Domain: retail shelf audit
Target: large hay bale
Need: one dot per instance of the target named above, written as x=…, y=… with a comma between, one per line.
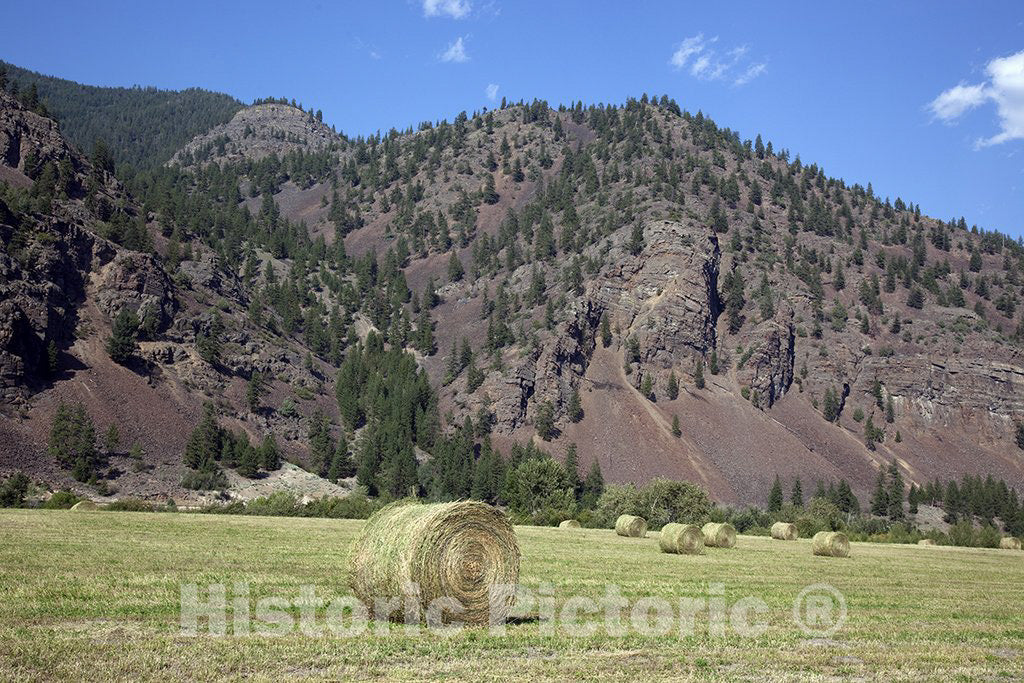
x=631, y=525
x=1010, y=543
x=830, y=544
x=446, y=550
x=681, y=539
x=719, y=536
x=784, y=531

● Assigned task: The lines to return run from the line containing "Need: one dot" through the last line of the records. Give them exactly, omitting pictures.

● Result for this task:
Need: one dot per instance of the target named above, written as x=…, y=… with a comma between, one per line.
x=631, y=525
x=1010, y=543
x=830, y=544
x=446, y=550
x=681, y=539
x=719, y=536
x=784, y=531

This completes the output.